= Required work =
Working from the entries below, tally each line that holds "wall". Give the tally and nothing else.
--
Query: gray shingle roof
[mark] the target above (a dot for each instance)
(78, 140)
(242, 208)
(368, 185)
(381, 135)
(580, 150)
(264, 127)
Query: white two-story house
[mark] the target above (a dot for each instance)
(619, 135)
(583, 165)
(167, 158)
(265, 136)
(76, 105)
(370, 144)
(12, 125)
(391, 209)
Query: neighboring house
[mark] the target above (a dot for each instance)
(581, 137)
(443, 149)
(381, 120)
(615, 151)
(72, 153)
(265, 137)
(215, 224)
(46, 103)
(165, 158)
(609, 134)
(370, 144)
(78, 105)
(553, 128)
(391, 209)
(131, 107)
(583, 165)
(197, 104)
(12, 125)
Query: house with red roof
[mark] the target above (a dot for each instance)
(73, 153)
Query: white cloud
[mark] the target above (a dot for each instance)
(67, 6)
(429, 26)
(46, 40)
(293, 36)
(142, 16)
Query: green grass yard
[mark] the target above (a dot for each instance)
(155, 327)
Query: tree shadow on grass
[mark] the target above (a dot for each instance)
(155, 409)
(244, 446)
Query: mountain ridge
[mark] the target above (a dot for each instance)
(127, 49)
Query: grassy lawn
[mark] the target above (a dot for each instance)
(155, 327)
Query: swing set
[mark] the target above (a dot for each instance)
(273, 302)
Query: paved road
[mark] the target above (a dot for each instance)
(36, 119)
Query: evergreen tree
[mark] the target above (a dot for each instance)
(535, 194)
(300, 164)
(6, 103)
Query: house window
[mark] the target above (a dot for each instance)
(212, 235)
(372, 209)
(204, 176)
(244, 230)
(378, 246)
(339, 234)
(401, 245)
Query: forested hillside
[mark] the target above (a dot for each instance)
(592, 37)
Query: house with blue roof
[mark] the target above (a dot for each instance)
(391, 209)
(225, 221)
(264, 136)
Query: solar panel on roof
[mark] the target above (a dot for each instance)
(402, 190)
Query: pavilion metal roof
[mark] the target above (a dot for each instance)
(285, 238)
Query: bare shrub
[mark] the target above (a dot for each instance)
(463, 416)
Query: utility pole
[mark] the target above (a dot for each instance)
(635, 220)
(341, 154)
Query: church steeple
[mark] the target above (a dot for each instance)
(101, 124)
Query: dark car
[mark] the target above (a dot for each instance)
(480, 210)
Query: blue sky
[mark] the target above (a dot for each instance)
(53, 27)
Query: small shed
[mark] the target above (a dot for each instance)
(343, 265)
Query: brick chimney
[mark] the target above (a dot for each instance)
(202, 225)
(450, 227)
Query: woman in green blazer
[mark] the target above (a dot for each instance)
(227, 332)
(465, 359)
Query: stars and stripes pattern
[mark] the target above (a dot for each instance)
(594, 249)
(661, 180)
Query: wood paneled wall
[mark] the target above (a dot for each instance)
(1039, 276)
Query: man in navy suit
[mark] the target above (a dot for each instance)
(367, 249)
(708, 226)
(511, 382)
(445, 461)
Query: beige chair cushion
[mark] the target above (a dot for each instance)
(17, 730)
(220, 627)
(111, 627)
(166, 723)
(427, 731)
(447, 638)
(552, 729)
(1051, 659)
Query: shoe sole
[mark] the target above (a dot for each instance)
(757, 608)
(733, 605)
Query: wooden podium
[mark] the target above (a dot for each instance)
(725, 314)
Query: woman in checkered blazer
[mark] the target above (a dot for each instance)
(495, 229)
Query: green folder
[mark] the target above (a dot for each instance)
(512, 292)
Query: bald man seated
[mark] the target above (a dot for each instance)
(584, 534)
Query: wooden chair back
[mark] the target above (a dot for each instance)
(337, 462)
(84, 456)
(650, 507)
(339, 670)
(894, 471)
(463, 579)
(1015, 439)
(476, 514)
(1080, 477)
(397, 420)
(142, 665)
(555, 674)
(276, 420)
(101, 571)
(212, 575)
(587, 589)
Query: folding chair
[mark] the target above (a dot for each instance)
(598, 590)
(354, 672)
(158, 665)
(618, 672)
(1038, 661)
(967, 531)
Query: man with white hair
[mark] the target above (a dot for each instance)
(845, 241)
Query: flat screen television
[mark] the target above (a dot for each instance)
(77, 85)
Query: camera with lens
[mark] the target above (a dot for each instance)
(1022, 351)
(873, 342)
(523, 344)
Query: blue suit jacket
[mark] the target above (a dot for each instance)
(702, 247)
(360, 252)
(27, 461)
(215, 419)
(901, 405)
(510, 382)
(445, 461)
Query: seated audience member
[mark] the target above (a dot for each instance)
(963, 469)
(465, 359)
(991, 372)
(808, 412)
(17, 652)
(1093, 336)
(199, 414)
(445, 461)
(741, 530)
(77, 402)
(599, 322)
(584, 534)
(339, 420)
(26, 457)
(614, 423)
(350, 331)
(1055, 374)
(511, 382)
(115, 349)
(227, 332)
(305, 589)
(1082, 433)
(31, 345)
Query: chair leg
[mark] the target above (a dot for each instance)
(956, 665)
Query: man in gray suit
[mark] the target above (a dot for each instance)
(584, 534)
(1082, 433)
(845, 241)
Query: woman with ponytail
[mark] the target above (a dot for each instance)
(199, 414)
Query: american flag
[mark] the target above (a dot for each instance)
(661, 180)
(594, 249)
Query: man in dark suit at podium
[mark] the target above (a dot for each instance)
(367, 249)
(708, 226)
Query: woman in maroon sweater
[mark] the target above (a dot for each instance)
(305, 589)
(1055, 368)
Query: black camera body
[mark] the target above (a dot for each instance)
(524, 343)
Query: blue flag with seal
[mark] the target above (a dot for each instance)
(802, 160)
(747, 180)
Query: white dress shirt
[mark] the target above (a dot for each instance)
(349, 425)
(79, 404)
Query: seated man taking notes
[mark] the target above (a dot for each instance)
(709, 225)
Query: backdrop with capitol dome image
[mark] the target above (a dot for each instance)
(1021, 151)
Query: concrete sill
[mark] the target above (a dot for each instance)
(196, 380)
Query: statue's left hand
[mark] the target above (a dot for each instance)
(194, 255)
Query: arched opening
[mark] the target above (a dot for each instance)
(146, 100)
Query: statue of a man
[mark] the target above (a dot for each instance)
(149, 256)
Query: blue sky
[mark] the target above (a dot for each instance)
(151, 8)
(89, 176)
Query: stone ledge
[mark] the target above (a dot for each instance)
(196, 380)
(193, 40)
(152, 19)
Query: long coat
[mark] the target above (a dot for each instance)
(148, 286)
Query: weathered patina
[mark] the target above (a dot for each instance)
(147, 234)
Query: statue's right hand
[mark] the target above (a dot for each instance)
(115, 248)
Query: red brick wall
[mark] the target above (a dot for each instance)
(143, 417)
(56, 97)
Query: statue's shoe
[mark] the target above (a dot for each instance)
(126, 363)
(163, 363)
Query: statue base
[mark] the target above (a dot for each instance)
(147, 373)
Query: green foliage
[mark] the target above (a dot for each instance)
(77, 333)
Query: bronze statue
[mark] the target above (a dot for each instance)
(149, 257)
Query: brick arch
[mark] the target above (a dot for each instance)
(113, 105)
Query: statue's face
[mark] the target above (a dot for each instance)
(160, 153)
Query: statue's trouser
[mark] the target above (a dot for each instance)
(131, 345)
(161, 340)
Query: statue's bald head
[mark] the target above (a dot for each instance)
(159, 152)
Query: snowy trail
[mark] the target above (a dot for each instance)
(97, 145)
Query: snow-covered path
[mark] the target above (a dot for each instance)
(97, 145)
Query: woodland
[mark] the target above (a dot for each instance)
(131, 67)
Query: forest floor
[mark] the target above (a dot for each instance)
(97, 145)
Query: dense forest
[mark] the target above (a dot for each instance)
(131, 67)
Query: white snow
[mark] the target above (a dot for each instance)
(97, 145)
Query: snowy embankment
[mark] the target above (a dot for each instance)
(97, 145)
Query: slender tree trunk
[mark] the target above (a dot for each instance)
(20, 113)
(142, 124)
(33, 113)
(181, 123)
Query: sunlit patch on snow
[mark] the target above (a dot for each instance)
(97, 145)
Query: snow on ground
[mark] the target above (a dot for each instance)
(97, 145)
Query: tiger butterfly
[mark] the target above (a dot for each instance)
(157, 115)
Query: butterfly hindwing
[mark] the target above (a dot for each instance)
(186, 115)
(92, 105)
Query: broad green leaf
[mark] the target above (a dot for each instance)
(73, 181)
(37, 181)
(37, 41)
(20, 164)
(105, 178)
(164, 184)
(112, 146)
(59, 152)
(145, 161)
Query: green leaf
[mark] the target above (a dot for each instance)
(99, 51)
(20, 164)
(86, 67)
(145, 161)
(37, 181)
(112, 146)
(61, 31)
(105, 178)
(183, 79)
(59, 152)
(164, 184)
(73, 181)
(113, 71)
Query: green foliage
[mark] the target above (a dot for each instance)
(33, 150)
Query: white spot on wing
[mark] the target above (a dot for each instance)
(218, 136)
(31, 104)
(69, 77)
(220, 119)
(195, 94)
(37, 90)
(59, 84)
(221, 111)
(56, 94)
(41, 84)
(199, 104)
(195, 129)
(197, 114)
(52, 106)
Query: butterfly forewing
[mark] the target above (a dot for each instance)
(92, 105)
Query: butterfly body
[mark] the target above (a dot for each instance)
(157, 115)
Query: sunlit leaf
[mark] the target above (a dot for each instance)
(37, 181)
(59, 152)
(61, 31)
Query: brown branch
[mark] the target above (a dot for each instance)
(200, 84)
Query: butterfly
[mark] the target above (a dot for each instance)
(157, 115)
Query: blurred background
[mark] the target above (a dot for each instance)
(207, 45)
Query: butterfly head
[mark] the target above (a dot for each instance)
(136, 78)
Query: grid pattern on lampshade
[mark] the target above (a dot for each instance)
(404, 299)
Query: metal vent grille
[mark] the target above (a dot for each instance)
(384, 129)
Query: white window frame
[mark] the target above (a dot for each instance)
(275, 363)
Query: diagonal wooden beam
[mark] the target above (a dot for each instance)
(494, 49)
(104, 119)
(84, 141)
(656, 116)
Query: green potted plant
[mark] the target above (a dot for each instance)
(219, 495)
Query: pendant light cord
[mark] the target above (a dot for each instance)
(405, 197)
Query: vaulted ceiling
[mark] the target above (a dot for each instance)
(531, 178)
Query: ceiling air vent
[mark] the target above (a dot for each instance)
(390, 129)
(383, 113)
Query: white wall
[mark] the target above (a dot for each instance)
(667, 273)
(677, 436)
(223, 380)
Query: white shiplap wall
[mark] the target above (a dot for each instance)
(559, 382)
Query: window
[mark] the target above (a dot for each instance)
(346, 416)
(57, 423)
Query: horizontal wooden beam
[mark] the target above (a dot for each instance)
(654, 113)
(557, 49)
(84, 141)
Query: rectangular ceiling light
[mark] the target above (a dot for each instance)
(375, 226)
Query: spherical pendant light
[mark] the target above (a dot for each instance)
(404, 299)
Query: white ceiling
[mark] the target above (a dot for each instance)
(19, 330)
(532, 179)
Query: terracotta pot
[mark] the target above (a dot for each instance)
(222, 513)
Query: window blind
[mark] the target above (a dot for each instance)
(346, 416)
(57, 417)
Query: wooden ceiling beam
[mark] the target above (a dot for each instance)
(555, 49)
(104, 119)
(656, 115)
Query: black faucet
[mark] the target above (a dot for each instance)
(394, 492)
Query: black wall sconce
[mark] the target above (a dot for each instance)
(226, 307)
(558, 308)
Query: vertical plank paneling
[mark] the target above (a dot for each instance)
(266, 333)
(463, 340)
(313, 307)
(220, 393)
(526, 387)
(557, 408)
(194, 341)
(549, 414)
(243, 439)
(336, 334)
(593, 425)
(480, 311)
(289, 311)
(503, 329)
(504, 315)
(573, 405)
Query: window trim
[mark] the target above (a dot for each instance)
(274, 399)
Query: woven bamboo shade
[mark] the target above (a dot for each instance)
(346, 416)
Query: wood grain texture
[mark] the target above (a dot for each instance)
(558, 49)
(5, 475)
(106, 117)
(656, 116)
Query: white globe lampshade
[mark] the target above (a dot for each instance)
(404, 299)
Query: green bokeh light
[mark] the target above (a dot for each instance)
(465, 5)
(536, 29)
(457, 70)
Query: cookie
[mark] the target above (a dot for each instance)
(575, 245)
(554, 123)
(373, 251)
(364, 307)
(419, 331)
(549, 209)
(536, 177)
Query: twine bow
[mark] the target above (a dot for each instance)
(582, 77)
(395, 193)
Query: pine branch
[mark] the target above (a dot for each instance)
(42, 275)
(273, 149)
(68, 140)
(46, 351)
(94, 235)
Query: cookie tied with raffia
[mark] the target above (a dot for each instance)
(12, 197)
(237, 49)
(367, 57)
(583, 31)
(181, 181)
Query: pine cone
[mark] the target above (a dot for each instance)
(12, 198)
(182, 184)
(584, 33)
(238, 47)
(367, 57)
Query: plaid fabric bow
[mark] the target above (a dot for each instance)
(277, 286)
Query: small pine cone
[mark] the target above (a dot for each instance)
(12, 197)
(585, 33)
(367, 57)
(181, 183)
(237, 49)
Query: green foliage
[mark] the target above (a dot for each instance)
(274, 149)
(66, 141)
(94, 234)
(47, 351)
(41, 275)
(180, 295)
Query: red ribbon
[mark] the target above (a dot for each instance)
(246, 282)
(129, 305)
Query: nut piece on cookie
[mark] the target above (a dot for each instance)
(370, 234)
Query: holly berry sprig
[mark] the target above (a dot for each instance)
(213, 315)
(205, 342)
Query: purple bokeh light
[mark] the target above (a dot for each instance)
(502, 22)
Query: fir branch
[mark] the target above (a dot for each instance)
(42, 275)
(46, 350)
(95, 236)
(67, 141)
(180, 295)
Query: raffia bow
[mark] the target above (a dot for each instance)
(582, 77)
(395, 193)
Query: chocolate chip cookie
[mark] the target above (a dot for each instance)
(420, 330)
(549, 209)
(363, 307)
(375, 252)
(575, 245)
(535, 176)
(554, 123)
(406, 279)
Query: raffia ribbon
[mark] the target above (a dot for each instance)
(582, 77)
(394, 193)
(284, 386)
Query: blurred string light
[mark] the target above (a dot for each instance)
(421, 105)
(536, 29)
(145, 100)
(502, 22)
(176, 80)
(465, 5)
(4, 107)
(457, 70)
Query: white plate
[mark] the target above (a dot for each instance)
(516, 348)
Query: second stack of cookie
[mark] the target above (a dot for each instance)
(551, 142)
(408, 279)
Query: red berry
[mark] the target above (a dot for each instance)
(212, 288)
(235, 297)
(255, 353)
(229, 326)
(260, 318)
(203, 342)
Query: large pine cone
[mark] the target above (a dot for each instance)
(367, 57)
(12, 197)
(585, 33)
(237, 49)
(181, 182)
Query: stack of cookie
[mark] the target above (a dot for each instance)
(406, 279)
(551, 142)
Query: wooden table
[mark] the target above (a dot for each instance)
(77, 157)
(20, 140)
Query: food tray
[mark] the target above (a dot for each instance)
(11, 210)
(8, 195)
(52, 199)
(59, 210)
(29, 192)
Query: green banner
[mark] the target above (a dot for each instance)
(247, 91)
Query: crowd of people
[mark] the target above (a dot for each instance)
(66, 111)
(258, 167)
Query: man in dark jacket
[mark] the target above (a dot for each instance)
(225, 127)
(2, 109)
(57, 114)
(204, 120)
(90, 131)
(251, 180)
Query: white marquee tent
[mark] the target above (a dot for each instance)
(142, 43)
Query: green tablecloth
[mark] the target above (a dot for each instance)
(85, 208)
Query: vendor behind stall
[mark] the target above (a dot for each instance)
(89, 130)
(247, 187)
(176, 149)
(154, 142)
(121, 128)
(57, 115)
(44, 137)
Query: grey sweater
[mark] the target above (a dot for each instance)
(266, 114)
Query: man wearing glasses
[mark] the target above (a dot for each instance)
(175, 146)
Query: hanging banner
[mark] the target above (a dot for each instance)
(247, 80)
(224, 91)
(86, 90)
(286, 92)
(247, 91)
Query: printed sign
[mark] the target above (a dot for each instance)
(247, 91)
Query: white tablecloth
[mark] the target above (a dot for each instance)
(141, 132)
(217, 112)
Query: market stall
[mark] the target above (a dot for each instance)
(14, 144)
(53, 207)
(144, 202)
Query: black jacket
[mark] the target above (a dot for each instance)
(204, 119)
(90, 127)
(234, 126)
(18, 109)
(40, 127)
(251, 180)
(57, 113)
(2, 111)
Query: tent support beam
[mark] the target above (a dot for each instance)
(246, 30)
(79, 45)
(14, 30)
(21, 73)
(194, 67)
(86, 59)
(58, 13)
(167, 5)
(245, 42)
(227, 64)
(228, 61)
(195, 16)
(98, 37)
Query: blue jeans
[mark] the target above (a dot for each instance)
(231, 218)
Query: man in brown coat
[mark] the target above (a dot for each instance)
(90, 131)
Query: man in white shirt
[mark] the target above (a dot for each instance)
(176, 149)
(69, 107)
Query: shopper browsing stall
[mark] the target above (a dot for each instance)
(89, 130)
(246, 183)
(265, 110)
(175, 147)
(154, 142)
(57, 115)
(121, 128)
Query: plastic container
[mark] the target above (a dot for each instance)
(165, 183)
--
= Completed exercise =
5